▶ _Stored records_
— BEGIN —
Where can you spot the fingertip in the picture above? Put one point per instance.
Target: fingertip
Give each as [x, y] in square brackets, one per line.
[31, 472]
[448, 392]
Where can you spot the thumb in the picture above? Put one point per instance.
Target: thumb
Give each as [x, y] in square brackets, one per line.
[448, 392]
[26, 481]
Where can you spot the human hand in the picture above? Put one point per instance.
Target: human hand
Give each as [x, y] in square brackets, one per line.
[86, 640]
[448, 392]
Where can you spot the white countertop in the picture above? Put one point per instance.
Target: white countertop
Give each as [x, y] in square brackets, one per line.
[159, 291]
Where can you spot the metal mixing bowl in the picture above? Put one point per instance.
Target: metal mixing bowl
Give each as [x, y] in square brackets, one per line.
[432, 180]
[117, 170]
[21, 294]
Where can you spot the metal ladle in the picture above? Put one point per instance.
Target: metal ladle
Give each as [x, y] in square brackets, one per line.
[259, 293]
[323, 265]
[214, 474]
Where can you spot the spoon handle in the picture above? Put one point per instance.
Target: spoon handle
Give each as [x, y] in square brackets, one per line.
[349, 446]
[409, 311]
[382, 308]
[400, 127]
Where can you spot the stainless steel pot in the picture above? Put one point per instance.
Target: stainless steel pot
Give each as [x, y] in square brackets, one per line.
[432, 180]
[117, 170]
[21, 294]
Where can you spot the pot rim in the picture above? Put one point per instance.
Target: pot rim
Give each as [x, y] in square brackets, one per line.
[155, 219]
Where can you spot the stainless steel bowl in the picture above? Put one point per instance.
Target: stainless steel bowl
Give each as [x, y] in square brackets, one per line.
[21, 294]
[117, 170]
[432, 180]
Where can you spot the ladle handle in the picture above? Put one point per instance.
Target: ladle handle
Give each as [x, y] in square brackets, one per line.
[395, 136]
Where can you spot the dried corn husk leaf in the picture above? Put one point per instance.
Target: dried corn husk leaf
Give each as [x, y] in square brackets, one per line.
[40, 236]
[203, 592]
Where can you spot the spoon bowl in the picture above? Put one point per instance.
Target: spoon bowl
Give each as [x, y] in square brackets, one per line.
— END —
Please give the records again, starting at the line containing "Where can you spot the ladle" and ending with the last line of the records, with "dried corn husk leaf" replaced by "corn husk" and everything else left unchanged.

▶ _Final result_
Where can you spot the ladle handle in the picture above? Put one point per instance.
Target: ladle handle
Give each as [x, y] in square brackets, one per line.
[395, 136]
Where can you spot the corn husk in the picture above? Put one point per instance.
Target: corn husk
Give each as [x, y] in square brackets, one per line.
[40, 236]
[203, 592]
Where can you spot the spoon bowl in the picture above? Put one point per instance.
Target: spoon bowl
Give each as [x, y] in square brackets, one per line.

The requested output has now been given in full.